#### ROWS

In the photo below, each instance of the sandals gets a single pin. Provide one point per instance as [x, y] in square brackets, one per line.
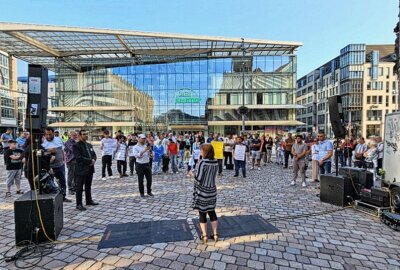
[215, 237]
[204, 238]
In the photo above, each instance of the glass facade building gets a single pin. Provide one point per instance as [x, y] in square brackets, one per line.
[182, 96]
[114, 79]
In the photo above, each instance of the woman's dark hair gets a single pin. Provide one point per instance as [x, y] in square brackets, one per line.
[208, 150]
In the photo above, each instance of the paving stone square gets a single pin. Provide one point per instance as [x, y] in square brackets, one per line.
[344, 239]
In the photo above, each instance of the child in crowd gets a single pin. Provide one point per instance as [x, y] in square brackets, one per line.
[158, 150]
[13, 159]
[122, 151]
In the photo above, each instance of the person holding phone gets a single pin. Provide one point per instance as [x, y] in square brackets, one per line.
[141, 151]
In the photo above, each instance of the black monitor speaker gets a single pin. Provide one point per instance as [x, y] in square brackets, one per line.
[336, 116]
[336, 190]
[26, 215]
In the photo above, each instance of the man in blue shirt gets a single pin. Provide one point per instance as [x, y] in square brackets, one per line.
[325, 152]
[21, 140]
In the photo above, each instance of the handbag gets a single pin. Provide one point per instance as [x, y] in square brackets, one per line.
[47, 183]
[359, 156]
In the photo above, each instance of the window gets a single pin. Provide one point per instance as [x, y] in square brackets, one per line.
[380, 71]
[374, 115]
[259, 98]
[373, 130]
[7, 113]
[234, 99]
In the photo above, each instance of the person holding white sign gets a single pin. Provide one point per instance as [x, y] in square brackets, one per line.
[239, 156]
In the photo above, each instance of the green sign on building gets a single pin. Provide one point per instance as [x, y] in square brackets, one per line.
[186, 95]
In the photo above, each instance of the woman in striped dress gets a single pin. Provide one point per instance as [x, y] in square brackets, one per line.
[205, 191]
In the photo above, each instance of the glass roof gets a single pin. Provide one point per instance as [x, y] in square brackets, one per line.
[83, 47]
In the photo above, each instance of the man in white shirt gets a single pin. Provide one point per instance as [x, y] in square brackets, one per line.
[108, 148]
[358, 154]
[143, 169]
[228, 143]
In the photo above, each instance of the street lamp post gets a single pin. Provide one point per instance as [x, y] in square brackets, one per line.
[243, 81]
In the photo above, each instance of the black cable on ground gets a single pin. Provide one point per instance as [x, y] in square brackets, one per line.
[308, 215]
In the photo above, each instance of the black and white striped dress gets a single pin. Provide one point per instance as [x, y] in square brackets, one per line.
[205, 190]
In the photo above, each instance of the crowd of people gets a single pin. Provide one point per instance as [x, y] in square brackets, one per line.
[203, 158]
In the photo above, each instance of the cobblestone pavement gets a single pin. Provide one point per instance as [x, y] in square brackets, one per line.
[341, 240]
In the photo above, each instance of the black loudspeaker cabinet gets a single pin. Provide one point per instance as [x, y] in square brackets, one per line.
[336, 116]
[360, 177]
[27, 218]
[336, 190]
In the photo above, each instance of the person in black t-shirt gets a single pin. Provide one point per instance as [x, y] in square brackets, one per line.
[13, 158]
[132, 160]
[182, 145]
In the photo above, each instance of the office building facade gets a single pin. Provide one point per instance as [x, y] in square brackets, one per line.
[363, 76]
[8, 92]
[127, 80]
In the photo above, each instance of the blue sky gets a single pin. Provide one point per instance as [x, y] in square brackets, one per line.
[324, 27]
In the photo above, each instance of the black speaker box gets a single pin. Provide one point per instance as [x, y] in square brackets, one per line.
[336, 116]
[360, 177]
[27, 218]
[336, 190]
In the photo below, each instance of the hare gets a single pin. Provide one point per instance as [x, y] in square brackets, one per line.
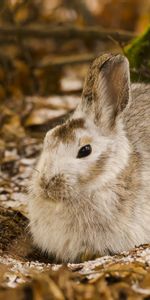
[91, 194]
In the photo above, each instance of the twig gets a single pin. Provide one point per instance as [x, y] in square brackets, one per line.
[66, 32]
[66, 60]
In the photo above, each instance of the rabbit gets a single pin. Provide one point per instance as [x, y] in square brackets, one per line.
[90, 195]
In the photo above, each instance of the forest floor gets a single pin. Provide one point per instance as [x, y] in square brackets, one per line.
[25, 273]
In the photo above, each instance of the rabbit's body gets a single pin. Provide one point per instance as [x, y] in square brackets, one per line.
[98, 204]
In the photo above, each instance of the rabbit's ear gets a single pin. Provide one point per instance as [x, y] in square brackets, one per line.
[107, 89]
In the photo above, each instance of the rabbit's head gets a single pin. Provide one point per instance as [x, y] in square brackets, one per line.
[91, 148]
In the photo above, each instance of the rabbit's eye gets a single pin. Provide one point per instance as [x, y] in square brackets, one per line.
[84, 151]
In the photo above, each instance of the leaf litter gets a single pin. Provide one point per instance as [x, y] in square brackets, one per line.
[24, 270]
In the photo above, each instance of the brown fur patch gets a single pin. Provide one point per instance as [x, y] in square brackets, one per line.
[97, 168]
[65, 132]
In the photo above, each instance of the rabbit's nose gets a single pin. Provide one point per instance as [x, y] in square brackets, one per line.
[43, 182]
[56, 180]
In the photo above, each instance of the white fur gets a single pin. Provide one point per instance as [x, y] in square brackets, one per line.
[89, 218]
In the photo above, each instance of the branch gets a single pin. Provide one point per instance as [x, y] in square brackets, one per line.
[66, 60]
[66, 32]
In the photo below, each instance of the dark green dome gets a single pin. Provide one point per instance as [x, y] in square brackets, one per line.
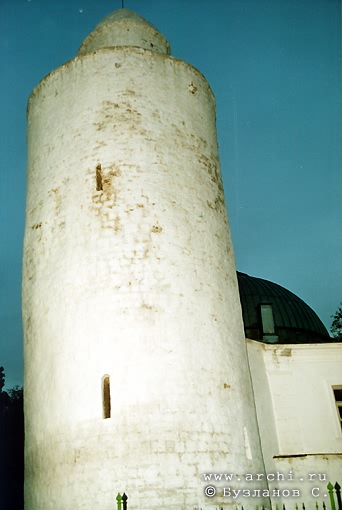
[273, 314]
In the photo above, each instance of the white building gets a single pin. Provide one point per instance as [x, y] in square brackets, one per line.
[136, 368]
[297, 381]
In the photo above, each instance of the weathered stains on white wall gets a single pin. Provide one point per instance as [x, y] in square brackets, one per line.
[135, 280]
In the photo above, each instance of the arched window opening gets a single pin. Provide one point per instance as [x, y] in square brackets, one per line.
[106, 396]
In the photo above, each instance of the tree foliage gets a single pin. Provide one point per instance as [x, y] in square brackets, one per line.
[336, 325]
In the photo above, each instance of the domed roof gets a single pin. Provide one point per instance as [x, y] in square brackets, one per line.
[125, 28]
[273, 314]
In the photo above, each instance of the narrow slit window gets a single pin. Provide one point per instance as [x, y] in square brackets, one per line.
[338, 400]
[106, 396]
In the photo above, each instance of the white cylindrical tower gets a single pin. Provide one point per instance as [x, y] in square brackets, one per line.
[136, 373]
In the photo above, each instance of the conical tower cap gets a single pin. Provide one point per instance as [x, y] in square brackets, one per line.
[125, 28]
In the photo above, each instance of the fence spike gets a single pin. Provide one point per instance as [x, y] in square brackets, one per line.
[124, 501]
[118, 501]
[338, 495]
[330, 488]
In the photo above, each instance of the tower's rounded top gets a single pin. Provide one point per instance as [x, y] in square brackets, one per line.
[125, 28]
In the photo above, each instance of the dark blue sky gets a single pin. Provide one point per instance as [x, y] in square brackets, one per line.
[274, 66]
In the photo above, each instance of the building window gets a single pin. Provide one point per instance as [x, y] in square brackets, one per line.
[267, 323]
[338, 399]
[106, 396]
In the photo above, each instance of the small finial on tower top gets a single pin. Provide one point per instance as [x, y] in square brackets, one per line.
[125, 28]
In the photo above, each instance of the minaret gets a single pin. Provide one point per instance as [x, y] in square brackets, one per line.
[136, 373]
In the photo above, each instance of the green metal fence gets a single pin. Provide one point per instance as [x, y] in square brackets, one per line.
[334, 502]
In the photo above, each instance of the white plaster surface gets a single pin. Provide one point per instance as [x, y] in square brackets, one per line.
[299, 427]
[137, 281]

########

AIM → Rewrite the entries from the line with "In the photo above, each instance of the small" up to and including the last line of the entries, keeping every request line unchanged. Scale each point coordinate in the answers by 2, rounding to whole numbers with halves rounded up.

FULL ANSWER →
In the photo above, each instance of the small finial on tower top gets a single pin. Provide one point per instance as [x, y] in square brackets, one per line.
[250, 56]
In the photo above, each instance of the minaret gets a single pin. Provide one point per instance as [x, y] in square brackets, one per line.
[272, 746]
In the photo above, each instance of the green metal fence gets a single pin. Provide one point per instance as [x, y] in square brackets, one per line.
[668, 1004]
In the photo above, each instance of the white plaster surface gets a single pin. Provide one point per instance as [x, y] in square brackets, one per line.
[598, 854]
[274, 562]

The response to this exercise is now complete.